(Input records):
.....

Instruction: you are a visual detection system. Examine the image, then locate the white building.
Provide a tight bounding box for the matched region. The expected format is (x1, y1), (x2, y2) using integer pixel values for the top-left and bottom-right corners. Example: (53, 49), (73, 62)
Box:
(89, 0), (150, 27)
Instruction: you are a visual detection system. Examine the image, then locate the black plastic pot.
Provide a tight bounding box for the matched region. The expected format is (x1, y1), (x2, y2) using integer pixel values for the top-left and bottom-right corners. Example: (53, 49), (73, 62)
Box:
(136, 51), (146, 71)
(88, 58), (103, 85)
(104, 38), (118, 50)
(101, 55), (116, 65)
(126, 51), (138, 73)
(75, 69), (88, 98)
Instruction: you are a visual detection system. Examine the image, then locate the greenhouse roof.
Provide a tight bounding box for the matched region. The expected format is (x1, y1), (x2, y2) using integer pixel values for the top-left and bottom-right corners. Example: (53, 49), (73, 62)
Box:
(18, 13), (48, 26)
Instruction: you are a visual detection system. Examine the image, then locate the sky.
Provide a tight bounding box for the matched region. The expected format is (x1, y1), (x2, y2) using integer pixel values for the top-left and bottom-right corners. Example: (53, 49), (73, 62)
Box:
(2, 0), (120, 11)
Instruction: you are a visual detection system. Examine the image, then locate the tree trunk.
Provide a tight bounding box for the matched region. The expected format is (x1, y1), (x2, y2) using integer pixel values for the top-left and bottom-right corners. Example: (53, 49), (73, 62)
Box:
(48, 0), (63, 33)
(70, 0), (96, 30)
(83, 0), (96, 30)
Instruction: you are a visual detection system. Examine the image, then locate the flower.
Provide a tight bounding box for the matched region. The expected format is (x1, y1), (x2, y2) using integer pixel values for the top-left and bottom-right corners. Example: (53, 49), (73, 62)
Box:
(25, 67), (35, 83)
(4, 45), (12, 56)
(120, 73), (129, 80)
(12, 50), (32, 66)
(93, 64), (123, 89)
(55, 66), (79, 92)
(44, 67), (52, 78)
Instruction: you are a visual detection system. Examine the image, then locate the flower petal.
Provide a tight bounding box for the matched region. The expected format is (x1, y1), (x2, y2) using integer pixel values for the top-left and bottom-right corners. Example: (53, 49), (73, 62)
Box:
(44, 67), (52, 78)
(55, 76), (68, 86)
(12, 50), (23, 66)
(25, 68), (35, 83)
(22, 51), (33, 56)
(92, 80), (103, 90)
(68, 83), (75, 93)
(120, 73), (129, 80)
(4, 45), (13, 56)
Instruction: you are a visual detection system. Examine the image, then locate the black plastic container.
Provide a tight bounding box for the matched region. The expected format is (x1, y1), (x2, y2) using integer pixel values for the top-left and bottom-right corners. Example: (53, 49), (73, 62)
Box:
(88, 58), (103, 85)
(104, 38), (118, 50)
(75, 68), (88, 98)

.....

(Requirement):
Reproduce every item above verbatim, line for line.

(Solution below):
Instruction: you are a visual detection system. Examine the image, then locate the white building.
Provide a tight bounding box for the matched region. The expected format is (x1, y1), (x2, y2) using integer pixel values for the top-left and bottom-right corners. Example: (53, 49), (73, 62)
Box:
(89, 0), (150, 27)
Instruction: you are a visual detection system. Examine the image, then locate the black plastic pot.
Provide a tight bounding box for the matched region. The expected format is (x1, y1), (x2, y2) using integer pixel values for the top-left and bottom-right corners. Example: (53, 49), (73, 62)
Box:
(136, 51), (146, 71)
(88, 58), (103, 85)
(104, 38), (118, 50)
(101, 55), (116, 65)
(126, 51), (138, 73)
(75, 69), (88, 98)
Instruction: you are a visual detection system. Examine the image, then locate the greenhouse roof.
Provide a tight bounding box for the matched region. The expected format is (x1, y1), (x2, y2) using integer pixel values for the top-left and bottom-right corners. Example: (53, 49), (73, 62)
Box:
(18, 13), (48, 26)
Instruction: you are a visual detection system. Examine the image, then locate the sky.
Provide a tight bounding box for the matched region. The expected format is (x1, y1), (x2, y2) using integer pixel values for the top-left and bottom-right corners. Example: (53, 49), (73, 62)
Box:
(2, 0), (120, 11)
Instruction: you are a visual detection system. Examine the image, then locate the tree trunk.
Provide a tight bounding box for the matched region. The expected format is (x1, y1), (x2, y2) using integer pixel values for the top-left and bottom-right corners. Example: (53, 49), (73, 62)
Box:
(48, 0), (63, 33)
(70, 0), (96, 30)
(83, 0), (96, 30)
Instruction: you are a visual detection system. Examine the image, then locate the flower.
Provide a tight bounding box for the matched region. The expected format is (x1, y1), (x2, y2) using integer pixel values for the top-left and bottom-right corners. Example: (53, 49), (73, 62)
Box:
(25, 67), (35, 83)
(4, 45), (12, 56)
(120, 73), (129, 80)
(12, 50), (32, 66)
(93, 64), (123, 89)
(55, 66), (79, 92)
(44, 67), (52, 78)
Instruction: you are a visual detection system. Examine the image, then locate the flower petal.
Provide a tight bounding box for the matched region. The expected format is (x1, y1), (x2, y2) using integer pixel values for the top-left and bottom-right corners. Example: (53, 49), (73, 62)
Box:
(44, 67), (52, 78)
(55, 76), (68, 86)
(12, 50), (23, 66)
(25, 68), (35, 83)
(22, 51), (33, 56)
(92, 80), (103, 90)
(68, 83), (75, 93)
(120, 73), (129, 80)
(4, 45), (13, 56)
Instruction: you are a visual detection system. Examine the image, then locate the black plastic container.
Provide a tight bounding box for the matched region. The expected format is (x1, y1), (x2, y2) using integer pixel values for the top-left and bottom-right corners. Example: (53, 49), (73, 62)
Box:
(88, 58), (103, 85)
(104, 38), (118, 50)
(75, 68), (88, 98)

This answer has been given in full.